## [Tasks to complete]
1. Reproduce the passage of the text on Bayesian statistics starting at "I created a" and ending at "functions where appropriate.".
2. Decide whether each statement agrees with the text on Bayesian statistics, answering yes or no and quoting the words of the text that settle it: (a) the textbook was published by Sage in May 2018; (b) the writer is a minister of the church; (c) the distribution zoo lets a user change the parameters of 24 distributions.

======== Document excerpt

Bayesian

I was born in Tunbridge Wells where the Reverend Thomas Bayes spent much of his life. Unlike Bayes I am not a minister of the church, although I do have a religious-like fervour for all things Bayesian.

If you don’t know, Bayesian statistics is an analytical framework increasingly used in research in the social, physical and biological sciences. Specifically Bayesian statistics uses the language of probability to express our uncertainty about scientific hypotheses. A ‘hypothesis’ is an explanation about the state of the world that may be true or false; to ensure that a hypothesis is ‘scientific’ it must be testable with data. Accordingly, Bayesian statistics uses data we collect from the world to update our view on scientific hypotheses.

As part of my fascination with Bayesian statistics, I wrote a textbook, ‘A Student’s Guide to Bayesian Statistics’, which was published by Sage in May 2018, and is now available to order on Amazon.

In a collaboration with Michael Clerx, Martin Robinson, Sanmitra Ghosh, Chon Lei, Gary Mirams and Dave Gavaghan at the University of Oxford and the University of Nottingham, we are working to develop a robust software (called Pints) that allows efficient optimisation and sampling for difficult time series models in the physical and biological sciences. A paper is currently being written to introduce Pints and detail a number of computational experiments which we have run using this software.

I also collaborate with Simon Tavener at Colorado State University (and Dave Gavaghan, again) to develop a probabilistic framework to undertake inverse sensitivity analysis in deterministic systems. A paper is forthcoming here that introduces a sampling methodology that allows inverse sensitivity analyses to be conducted on models of significantly higher dimension than was previously possible.

I also teach a course on Bayesian statistics for PhD students the University of Oxford. The course page with information on the syllabus is here.

The distribution zoo

I created a shiny app called ‘The distribution zoo‘ that allows a user to investigate distributions. This app allows a user to:

• Dynamically change the parameters of 24 distributions, ranging from fairly simple cases (for example, normal or Poisson), up to more complex cases such as the LKJ correlation distribution, and investigate how these parameters affect the resultant distributional properties, including plots of the probability density function or probability mass function, histograms of the sampling distribution for some cases where the PDFs are hard to visualise, and cumulative distribution functions where appropriate.

================
======== Record extracts

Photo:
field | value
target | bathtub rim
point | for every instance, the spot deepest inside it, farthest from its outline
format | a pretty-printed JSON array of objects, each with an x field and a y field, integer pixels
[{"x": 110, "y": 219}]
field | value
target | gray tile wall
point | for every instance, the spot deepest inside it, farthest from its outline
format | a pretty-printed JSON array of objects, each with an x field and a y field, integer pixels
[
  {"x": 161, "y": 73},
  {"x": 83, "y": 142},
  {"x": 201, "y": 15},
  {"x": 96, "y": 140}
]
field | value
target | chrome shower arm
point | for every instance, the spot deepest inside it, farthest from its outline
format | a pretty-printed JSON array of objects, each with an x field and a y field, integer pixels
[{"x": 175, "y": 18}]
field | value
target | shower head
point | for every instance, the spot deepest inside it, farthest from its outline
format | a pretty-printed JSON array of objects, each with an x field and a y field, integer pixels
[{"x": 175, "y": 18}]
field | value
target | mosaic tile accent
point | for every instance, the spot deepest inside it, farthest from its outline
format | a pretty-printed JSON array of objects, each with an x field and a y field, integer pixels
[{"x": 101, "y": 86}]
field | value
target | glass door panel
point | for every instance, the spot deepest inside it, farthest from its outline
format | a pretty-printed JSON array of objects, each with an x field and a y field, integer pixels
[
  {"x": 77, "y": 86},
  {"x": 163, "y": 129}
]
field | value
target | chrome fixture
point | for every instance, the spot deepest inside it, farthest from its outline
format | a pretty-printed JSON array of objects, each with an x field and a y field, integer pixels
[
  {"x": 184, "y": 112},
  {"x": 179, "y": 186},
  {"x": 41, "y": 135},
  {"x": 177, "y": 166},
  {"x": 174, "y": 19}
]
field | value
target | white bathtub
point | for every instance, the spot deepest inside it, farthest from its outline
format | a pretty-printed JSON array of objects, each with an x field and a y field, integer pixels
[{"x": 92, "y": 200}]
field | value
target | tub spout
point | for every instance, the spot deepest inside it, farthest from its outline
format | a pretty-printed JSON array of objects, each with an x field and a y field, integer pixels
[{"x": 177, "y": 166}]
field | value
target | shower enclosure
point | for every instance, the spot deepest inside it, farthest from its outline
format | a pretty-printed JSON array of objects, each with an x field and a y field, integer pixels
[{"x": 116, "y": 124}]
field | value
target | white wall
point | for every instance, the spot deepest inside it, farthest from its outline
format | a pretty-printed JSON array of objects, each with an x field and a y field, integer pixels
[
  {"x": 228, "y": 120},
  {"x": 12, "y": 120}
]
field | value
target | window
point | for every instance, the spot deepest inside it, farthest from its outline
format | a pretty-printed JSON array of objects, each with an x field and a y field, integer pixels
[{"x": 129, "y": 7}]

================

## [Answers for the exercise]
1.
I created a shiny app called ‘The distribution zoo‘ that allows a user to investigate distributions. This app allows a user to:

• Dynamically change the parameters of 24 distributions, ranging from fairly simple cases (for example, normal or Poisson), up to more complex cases such as the LKJ correlation distribution, and investigate how these parameters affect the resultant distributional properties, including plots of the probability density function or probability mass function, histograms of the sampling distribution for some cases where the PDFs are hard to visualise, and cumulative distribution functions where appropriate.

2.
(a) Yes: "which was published by Sage in May 2018"
(b) No: "Unlike Bayes I am not a minister of the church"
(c) Yes: "Dynamically change the parameters of 24 distributions"